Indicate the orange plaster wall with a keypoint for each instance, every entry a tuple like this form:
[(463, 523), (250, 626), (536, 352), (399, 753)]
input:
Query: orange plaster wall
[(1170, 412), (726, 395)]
##############################
*STATED TASK*
Can you reproduce the data above line for line, without changing a single character?

*COMPLETE ANSWER*
Indicate the orange plaster wall with a keypoint for each instance, every entry a tuple like this form:
[(463, 523), (250, 626), (536, 352), (399, 753)]
input:
Query: orange plaster wall
[(1170, 412), (726, 395)]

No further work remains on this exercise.